* **GIVEN DATA**
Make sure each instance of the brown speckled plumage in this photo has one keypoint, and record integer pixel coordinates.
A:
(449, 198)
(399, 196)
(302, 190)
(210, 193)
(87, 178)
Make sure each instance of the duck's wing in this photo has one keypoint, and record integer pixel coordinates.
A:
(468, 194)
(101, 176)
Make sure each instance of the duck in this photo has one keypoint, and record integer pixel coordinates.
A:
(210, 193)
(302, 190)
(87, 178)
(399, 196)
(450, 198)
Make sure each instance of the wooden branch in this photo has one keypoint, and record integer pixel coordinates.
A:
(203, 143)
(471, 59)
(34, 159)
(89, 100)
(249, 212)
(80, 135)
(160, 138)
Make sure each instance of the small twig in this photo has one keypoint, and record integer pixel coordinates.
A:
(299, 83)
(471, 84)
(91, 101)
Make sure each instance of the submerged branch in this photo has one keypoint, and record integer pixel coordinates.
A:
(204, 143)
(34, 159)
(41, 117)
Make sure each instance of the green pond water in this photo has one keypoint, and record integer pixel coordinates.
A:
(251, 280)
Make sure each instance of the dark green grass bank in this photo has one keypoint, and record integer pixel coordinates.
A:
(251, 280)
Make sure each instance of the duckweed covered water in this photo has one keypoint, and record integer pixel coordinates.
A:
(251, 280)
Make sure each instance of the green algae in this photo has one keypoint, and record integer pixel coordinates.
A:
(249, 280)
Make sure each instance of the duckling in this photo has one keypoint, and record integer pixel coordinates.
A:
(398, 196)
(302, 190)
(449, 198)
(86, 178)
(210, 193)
* * *
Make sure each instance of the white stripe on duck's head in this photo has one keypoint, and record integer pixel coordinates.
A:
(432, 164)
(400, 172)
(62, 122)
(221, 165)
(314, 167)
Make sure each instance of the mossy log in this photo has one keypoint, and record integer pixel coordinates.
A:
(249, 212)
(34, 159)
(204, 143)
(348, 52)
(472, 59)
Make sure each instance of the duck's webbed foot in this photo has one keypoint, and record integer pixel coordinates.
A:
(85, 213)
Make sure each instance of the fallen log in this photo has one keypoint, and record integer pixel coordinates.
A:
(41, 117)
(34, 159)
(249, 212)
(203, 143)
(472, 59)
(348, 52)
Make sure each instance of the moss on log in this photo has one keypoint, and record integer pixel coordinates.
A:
---
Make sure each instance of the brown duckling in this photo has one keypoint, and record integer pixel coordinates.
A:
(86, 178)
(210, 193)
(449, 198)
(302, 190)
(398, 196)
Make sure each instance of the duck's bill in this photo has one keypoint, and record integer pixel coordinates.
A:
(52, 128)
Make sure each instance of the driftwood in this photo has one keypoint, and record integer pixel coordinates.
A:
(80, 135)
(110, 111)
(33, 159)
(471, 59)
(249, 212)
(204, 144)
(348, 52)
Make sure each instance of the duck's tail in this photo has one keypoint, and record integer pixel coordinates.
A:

* **WORK ITEM**
From the data above, copy every line where "duckling" appears.

* **THE COMPLETED TASK**
Make sure each instance of the duckling in this photo has one keypoint, and record integer pixel coordinates.
Make sure each instance of the brown duckling in this photo has one keypoint, and record integer pixel coordinates.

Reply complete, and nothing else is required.